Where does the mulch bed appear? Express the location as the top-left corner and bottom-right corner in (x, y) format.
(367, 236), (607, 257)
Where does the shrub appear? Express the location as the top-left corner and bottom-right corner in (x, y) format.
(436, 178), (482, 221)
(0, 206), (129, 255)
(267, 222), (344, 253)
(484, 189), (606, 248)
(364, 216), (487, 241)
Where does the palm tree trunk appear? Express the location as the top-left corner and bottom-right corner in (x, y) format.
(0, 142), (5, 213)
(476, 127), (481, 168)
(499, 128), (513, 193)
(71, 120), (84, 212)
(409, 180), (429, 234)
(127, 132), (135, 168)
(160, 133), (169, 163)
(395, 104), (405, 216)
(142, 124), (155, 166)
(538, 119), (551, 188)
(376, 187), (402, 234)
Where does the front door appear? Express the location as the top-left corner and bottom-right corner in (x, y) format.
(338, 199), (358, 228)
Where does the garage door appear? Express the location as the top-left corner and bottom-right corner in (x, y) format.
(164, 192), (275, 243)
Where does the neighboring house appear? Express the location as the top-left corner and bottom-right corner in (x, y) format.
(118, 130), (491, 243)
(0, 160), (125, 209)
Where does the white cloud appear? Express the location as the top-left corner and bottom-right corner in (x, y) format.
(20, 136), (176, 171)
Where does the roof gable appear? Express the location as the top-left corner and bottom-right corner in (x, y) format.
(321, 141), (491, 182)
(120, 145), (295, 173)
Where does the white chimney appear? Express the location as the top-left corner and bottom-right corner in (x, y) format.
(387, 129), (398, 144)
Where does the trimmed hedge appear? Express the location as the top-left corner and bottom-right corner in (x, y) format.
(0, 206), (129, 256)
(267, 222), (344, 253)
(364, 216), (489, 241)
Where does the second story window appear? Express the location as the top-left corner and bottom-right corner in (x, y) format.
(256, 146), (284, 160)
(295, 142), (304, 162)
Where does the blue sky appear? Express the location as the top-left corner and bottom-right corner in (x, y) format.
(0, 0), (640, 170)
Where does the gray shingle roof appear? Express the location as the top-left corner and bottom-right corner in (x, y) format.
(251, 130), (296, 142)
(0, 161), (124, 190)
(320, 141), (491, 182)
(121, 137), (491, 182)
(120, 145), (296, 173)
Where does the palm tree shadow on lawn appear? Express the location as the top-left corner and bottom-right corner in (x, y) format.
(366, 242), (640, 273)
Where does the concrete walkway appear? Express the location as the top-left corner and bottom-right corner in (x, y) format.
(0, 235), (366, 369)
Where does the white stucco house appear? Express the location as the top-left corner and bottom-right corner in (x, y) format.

◆ ◆ ◆ ◆ ◆ ◆ ◆

Die Aufgabe —
Ändere im ganzen Material „shrub“ zu „bush“ und gib alle Zeilen sonst unverändert wieder.

Das Ergebnis —
Where does the mulch bed appear? Express the location as the top-left corner and bottom-right corner in (x, y) format.
(367, 236), (607, 257)
Where does the bush appear? Express the location as the top-left corner and bottom-right corner in (x, y) format.
(436, 178), (482, 221)
(0, 206), (129, 255)
(267, 222), (344, 253)
(484, 189), (606, 248)
(364, 216), (487, 241)
Where does the palm tree trunk appear? Express the location as the top-left corner and bottom-right corner in (x, y) format.
(0, 142), (5, 213)
(476, 127), (481, 168)
(499, 128), (513, 193)
(71, 120), (84, 212)
(409, 180), (429, 234)
(127, 132), (135, 168)
(160, 133), (169, 163)
(395, 104), (405, 216)
(142, 124), (155, 166)
(538, 119), (551, 188)
(376, 187), (402, 234)
Where does the front door appear? Express the location as the top-left corner and bottom-right corner in (x, y) format.
(338, 199), (358, 228)
Where does the garage door appear? Express the location as the top-left corner and bottom-right corner in (x, y) format.
(164, 192), (275, 243)
Where does the neighboring house appear? Express the location as the top-left corner and bottom-right corner in (x, y) format.
(118, 130), (491, 243)
(0, 160), (125, 209)
Where does the white cloud appear? Express the location as the top-left corner and bottom-right corner in (x, y) format.
(20, 136), (176, 171)
Where does the roof gable appear? Express the location as the top-left corner and bottom-right corner in (x, y) format.
(321, 141), (491, 182)
(120, 145), (295, 173)
Where does the white chimney appear? Express the location as the top-left corner and bottom-right corner in (x, y) format.
(387, 129), (398, 144)
Where does the trimmed hedge appear? Express the location as the top-left corner and bottom-right corner in (x, y) format.
(0, 206), (129, 256)
(267, 222), (344, 253)
(364, 216), (489, 241)
Where does the second story window appear? Express the location as the top-left corner and bottom-right corner in (x, y) format.
(256, 146), (284, 160)
(295, 142), (304, 162)
Where does the blue sky appear? Express the location as the top-left corner and bottom-right corner in (x, y) format.
(0, 0), (640, 170)
Where does the gray shingle roof appear? Express the location as the top-left corner and bottom-right corner in (x, y) format.
(251, 130), (296, 142)
(0, 161), (124, 190)
(320, 141), (491, 182)
(121, 137), (491, 182)
(120, 145), (296, 173)
Where does the palm tree shadow on lawn appear? Express the location as the top-left corner and bottom-right corner in (x, y) format.
(366, 242), (640, 273)
Where does the concrete walkway appear? Express the location as the top-left corner and bottom-right corner in (x, y) format.
(0, 235), (366, 369)
Where does the white stucco house appear? Express the location as the top-left corner and bottom-right corner in (x, y) format.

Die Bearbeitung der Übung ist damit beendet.